▸ Texto proporcionado
<<<<
Ni las bicicletas tienen ideología, ni los cuatro Lamborghini descubiertos por Pedro Sánchez son uno de los problemas que más preocupen a los ciudadanos españoles en este arranque de temporada. Tampoco me parece que la pelea por la audiencia entre dos programas de televisión – La Revuelta (TVE) y El Hormiguero (Antena 3) – sea la escenificación lógica del retorno de las dos Españas. Una visualización inevitable de la crispación y el enfrentamiento en el que estamos.
Sin embargo, ocupan tertulias y debates. Sirven para entretener al personal. Encabezan las portadas de los periódicos y los informativos de televisión y radio. Alimentan, en definitiva, la distracción sobre lo superficial y desvían la mirada de lo que realmente se esconde debajo. De la ausencia de soluciones para afrontar asuntos mucho más urgentes e importantes.
El transporte público es muy recomendable, no cabe duda, pero cuando el servicio funciona adecuadamente y se adapta a las necesidades del usuario. No cuando las averías impiden llegar a tiempo al trabajo. Si te dejan en tierra, difícilmente los usuarios de trenes de cercanías y media distancia - como muy bien sabe el ministro del ramo – podrán dejar aparcado el Lambo. Por mucho que Óscar Puente presuma del incremento de viajeros en las estaciones de ferrocarril y por mucho que le eche la culpa de todas las incidencias y retrasos a José María Aznar y Mariano Rajoy, estamos como estamos.
>>>>
▸ Datos facilitados
<<<<
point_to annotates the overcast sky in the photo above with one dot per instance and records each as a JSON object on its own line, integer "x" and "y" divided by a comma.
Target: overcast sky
>>>>
▸ Tareas por escrito
1. Reproduce, sin cambiar nada, todo lo que va en el artículo sobre el transporte público desde "Ni las bicicletas" hasta "urgentes e importantes.".
2. Retoma el artículo sobre el transporte público justo donde termina y sigue escribiéndolo.

▸ Respuestas por escrito
1.
Ni las bicicletas tienen ideología, ni los cuatro Lamborghini descubiertos por Pedro Sánchez son uno de los problemas que más preocupen a los ciudadanos españoles en este arranque de temporada. Tampoco me parece que la pelea por la audiencia entre dos programas de televisión – La Revuelta (TVE) y El Hormiguero (Antena 3) – sea la escenificación lógica del retorno de las dos Españas. Una visualización inevitable de la crispación y el enfrentamiento en el que estamos.
Sin embargo, ocupan tertulias y debates. Sirven para entretener al personal. Encabezan las portadas de los periódicos y los informativos de televisión y radio. Alimentan, en definitiva, la distracción sobre lo superficial y desvían la mirada de lo que realmente se esconde debajo. De la ausencia de soluciones para afrontar asuntos mucho más urgentes e importantes.

2.
El inicio de curso, una vez más, viene marcado por las improvisaciones y las ocurrencias. Ante la imposibilidad de sacar adelante reformas de calado, ante la dificultad de pactar acuerdos en política exterior o inmigración, y con la necesidad imperiosa de tener que complacer a sus socios catalanes y vascos en todo aquello que le demanden, el ejército de asesores y expertos en propaganda política de Sánchez se ve obligado a ponerle sobre el papel propuestas y anuncios que a nada comprometen, pero que sí tienen la polémica asegurada.
El ruido no deja escuchar los lamentos de la calle. Las propuestas y anuncios son pura demagogia. Como las cuatrocientas mil viviendas que figuraban en el programa. Pero, eso sí, todos los esfuerzos son pocos para poner en valor – «poner en valor» no dice nada, pero queda bien – los grandes avances sociales que lidera este gobierno progresista, frente a la amenaza involucionista y retrógrada de la derecha. Si rascas un poco, debajo no hay nada, pero concentran el debate y la atención, mientras se alarga el sufrimiento y se gana tiempo para seguir gobernando.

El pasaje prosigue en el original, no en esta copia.